Sunday, 10 December 2017

Theosophy Basics: The Macrocosm and Microcosm Correspondence

The classic work on the subject (albeit in a skeptical mode) is George P. Conger's Theories of Macrocosms and Microcosms in the History of Philosophy (1922) where he shows how this concept is common to many esoteric traditions such as Neoplatonism, the Kabbalah, Sufism, and philosophers and occultists such as Nicholas of Cusa, Giordano Bruno, Paracelsus, and Jacob Boehme.
According to Antoine Faivre two main types of correspondences exist:
a) those in nature (between microcosmic and macrocosmic entities such as the planets and parts of the body or those that exist in astrology) and
b) those that exist between revealed texts (and history) and Nature such as the correspondence between the Bible and Nature as represented in the Kabbalah. (Antoine Faivre, Access to Western Esotericism, 10-15 (Albany: SUNY, 1994)
G.R.S. Mead outlines the concept in the Neoplatonic schools:

The whole of Orphic psychology was based on the axiom that man has in him potentially the sum and substance of the universe. Everything was ensouled, there was no spot in the universe without life of some kind (πἃν εἳναι σὣμα ἔμψυχον — Philoponus, De An., i). And again, 'the race of men and gods is one' (Pindar, who was a Pythagorean, quoted by Clemens, Strom., V.709). Thus the universe was an 'animal' or thing 'ensouled'. The sun is its heart, the moon its liver, and so on (Plutarch, De Fac. Lun., xv).

Exercise material:
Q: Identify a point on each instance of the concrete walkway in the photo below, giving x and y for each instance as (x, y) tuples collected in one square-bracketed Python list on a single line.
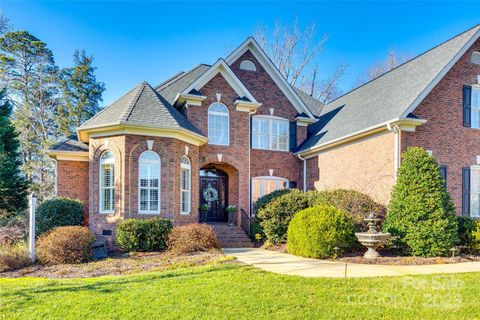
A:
* * *
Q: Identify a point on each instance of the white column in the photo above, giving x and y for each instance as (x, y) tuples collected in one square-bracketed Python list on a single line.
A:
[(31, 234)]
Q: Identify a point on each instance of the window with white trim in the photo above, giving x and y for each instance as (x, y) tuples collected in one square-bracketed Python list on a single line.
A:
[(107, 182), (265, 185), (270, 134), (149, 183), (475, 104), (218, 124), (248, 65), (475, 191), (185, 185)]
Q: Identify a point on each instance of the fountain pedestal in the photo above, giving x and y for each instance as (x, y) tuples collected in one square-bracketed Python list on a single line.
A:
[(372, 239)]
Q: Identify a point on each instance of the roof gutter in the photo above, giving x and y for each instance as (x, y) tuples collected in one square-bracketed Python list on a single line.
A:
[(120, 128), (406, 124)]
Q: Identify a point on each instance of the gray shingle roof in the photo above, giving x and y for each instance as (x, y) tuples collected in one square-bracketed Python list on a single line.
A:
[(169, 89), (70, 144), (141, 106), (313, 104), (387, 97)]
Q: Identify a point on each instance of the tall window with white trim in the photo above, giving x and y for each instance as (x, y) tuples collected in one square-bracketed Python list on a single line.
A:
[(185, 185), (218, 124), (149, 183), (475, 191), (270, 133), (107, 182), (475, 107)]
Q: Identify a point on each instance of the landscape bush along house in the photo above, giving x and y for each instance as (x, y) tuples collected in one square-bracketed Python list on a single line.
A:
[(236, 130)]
==
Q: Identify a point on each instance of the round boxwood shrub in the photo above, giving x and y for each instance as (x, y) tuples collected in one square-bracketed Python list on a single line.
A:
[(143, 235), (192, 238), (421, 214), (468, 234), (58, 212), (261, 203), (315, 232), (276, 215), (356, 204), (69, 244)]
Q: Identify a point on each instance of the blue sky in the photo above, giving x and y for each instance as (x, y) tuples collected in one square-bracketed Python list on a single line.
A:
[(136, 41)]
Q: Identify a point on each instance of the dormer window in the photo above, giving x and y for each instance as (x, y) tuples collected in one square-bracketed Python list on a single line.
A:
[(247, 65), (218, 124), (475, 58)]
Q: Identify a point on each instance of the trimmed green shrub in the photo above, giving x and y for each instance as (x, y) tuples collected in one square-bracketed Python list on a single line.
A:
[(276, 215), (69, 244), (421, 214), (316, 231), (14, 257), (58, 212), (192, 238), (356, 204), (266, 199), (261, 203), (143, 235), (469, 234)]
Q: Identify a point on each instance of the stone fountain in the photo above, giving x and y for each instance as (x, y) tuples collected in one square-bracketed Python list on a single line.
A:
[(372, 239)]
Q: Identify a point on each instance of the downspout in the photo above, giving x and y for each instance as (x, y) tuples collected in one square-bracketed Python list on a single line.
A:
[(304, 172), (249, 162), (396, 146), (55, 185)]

Short task A: Which philosophers and occultists does the post on the macrocosm and microcosm correspondence name as examples of those who share the concept?
Short task B: In the records, give the lines from the one containing "Q: Identify a point on each instance of the downspout" through the one containing "[(304, 172), (249, 162), (396, 146), (55, 185)]", inclusive, as a numbered list, leaving out any blank lines.
The post and the records are unrelated and should be handled separately.

Exercise output A: Nicholas of Cusa, Giordano Bruno, Paracelsus, Jacob Boehme

Exercise output B:
1. Q: Identify a point on each instance of the downspout in the photo above, giving x and y for each instance as (x, y) tuples collected in one square-bracketed Python list on a single line.
2. A:
3. [(304, 172), (249, 162), (396, 146), (55, 185)]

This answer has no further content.